##### SUPPLIED RECORDS #####

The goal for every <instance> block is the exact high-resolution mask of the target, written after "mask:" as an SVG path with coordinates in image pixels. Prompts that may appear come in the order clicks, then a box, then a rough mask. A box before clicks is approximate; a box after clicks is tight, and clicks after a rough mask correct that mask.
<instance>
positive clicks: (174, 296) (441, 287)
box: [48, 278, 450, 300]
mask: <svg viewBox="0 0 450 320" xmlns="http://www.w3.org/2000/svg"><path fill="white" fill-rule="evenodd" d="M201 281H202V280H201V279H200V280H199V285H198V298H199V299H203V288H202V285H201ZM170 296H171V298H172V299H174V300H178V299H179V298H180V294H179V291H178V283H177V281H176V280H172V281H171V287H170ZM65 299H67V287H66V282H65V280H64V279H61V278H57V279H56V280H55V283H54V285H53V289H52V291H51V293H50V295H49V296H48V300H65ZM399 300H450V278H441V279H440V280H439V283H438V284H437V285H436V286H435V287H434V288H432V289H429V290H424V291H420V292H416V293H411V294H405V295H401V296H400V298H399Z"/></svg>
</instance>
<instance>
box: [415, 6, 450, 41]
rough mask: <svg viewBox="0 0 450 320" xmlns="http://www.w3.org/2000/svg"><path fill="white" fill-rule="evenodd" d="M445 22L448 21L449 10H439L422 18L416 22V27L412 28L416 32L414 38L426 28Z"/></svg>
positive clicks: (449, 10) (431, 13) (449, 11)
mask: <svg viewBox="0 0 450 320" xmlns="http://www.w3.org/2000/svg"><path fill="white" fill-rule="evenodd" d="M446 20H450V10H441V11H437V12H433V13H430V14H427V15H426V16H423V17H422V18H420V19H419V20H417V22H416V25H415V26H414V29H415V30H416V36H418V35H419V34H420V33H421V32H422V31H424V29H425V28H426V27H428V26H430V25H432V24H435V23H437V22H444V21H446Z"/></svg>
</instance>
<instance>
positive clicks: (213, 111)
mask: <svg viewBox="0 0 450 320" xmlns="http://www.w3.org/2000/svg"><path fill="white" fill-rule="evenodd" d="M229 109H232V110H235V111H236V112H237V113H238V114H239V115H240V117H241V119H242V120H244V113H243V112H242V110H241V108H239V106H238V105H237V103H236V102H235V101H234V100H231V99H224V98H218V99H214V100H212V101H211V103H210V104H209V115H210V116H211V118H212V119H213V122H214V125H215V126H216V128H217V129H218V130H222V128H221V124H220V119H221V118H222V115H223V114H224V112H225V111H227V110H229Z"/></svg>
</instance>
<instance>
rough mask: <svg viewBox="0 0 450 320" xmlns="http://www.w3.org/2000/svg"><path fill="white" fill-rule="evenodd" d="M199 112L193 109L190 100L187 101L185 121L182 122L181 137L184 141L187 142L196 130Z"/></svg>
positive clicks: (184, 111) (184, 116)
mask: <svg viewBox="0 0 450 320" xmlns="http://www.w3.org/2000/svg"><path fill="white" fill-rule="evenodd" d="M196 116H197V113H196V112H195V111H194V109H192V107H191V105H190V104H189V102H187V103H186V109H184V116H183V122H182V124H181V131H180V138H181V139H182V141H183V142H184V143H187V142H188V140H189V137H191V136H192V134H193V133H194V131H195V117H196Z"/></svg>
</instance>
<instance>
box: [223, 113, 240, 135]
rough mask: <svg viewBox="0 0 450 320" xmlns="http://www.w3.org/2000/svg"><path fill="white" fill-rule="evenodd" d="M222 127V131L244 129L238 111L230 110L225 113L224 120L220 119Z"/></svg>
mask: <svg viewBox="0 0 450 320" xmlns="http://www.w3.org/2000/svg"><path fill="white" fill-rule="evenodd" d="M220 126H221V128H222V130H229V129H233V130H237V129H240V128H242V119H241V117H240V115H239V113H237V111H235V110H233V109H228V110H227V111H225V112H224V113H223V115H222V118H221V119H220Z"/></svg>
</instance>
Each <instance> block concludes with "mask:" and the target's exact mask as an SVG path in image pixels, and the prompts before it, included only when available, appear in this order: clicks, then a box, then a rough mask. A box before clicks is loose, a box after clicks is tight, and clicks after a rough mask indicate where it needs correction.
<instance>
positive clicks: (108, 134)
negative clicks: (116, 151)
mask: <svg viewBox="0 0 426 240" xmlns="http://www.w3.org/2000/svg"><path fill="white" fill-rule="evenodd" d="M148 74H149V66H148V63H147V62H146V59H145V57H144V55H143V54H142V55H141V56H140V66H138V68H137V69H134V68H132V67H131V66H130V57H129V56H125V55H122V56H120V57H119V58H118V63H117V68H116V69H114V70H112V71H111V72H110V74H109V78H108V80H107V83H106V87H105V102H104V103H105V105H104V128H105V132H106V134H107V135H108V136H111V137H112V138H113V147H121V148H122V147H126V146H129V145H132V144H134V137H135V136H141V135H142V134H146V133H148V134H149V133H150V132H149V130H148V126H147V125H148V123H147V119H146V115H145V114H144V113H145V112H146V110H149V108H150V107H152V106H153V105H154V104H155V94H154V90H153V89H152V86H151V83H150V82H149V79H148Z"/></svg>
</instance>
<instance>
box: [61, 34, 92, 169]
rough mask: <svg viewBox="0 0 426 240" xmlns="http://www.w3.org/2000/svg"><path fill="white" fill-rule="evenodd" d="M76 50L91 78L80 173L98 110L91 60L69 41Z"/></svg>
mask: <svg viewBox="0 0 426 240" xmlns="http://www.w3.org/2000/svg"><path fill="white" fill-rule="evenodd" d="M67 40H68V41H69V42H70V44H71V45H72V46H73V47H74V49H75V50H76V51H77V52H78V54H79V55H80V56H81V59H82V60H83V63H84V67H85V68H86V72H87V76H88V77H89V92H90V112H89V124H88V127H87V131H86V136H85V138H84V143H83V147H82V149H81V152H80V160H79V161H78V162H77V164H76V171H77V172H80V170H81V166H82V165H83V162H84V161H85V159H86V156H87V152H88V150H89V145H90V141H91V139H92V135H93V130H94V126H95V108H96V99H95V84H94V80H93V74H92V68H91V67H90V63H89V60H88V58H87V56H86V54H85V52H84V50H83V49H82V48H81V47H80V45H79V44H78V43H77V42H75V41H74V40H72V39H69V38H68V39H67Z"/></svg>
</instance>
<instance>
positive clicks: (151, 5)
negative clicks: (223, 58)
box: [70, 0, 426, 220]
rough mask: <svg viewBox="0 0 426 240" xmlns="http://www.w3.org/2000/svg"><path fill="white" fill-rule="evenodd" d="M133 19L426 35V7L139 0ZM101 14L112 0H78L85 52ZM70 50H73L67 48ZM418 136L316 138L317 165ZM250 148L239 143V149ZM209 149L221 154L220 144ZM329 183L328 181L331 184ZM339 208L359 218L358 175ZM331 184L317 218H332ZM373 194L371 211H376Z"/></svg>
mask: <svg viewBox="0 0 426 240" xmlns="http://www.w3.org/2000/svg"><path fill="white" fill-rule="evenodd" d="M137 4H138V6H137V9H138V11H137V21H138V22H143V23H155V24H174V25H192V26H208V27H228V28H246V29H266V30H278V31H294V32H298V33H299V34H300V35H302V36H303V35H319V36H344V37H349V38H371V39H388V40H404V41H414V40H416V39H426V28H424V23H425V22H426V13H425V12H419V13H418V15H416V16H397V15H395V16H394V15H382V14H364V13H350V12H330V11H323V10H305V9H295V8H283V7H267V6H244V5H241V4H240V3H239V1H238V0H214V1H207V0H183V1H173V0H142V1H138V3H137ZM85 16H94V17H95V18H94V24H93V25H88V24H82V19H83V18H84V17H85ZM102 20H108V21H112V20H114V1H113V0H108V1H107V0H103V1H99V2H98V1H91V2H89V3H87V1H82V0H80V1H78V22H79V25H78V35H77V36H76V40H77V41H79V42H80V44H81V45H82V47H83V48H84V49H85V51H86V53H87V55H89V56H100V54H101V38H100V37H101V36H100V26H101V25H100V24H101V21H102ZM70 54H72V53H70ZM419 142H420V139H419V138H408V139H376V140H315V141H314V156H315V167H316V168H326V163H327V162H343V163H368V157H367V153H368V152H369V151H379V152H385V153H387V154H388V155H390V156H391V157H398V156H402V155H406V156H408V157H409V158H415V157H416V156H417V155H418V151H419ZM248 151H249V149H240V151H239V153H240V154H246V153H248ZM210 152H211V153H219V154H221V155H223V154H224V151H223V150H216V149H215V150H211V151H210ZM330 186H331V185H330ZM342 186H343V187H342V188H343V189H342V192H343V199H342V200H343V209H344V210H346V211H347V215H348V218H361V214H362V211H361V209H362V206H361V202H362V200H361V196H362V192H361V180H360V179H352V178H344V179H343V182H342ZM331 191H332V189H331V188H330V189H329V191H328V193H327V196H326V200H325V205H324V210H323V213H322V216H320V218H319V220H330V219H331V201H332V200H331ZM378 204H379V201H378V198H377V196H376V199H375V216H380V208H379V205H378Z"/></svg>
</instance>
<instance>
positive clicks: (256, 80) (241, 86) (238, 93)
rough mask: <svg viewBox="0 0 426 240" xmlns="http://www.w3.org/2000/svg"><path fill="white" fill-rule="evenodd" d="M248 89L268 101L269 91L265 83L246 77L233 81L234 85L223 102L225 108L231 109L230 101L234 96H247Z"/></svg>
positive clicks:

#####
##### SUPPLIED RECORDS #####

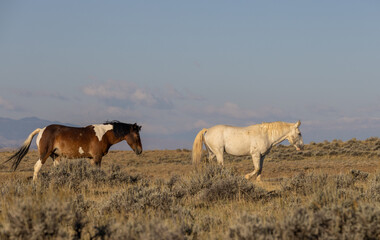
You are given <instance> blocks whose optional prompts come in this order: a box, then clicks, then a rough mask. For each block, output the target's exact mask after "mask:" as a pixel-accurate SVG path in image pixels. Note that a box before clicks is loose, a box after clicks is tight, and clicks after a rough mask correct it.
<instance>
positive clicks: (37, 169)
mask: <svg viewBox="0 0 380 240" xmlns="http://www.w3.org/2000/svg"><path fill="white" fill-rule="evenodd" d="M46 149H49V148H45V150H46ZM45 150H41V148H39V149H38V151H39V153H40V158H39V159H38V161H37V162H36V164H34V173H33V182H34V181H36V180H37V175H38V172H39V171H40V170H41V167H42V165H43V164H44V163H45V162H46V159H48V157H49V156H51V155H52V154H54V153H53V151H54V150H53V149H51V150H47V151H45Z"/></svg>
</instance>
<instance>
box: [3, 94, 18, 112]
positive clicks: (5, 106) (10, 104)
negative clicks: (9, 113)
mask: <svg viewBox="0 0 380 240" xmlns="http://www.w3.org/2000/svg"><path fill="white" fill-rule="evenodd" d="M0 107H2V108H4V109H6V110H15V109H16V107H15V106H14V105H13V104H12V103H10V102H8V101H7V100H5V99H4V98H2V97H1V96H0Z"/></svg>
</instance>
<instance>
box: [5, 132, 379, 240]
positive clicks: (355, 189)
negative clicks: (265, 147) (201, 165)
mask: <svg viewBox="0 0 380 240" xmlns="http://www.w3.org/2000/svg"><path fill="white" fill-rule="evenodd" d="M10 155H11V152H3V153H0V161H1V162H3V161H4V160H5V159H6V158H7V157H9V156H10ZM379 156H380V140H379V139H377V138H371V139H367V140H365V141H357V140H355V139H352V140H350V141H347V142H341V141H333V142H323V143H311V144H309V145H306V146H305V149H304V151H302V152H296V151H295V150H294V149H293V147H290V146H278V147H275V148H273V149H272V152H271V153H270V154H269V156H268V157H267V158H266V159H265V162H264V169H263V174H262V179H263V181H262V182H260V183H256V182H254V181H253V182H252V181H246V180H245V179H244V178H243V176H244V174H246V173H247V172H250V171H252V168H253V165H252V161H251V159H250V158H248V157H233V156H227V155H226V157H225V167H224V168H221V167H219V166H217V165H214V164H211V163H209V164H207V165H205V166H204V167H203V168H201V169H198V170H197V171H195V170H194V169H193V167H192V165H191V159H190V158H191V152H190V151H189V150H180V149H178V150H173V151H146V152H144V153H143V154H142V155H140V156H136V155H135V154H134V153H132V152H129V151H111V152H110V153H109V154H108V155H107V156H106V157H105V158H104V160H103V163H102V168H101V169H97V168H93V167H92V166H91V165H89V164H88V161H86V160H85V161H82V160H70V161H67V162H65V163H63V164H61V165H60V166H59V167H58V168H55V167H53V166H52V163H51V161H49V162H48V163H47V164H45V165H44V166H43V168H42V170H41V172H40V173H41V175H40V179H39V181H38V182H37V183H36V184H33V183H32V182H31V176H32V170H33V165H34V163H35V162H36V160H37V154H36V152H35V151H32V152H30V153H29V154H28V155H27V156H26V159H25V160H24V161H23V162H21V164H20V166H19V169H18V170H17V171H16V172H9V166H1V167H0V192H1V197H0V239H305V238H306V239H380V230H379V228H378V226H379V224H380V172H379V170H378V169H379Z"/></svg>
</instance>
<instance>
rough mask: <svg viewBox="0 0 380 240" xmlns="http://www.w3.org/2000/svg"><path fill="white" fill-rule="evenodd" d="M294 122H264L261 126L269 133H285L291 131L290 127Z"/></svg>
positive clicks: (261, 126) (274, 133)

#####

WHAT YOU WILL DO: Convert the items that begin at the line containing "The goal for" and end after the line containing "box: [48, 278, 450, 300]" into a Markdown table with the columns No. and Line, omitting any blank lines.

REPLY:
| No. | Line |
|---|---|
| 1 | The goal for every <instance> block is the exact high-resolution mask of the target, written after "mask:" as an SVG path with coordinates in image pixels. Prompts that may appear come in the order clicks, then a box, then a rough mask. A box before clicks is approximate; a box after clicks is tight, and clicks after a rough mask correct that mask. |
| 2 | <instance> |
| 3 | positive clicks: (174, 296) (441, 287) |
| 4 | box: [48, 278, 450, 300] |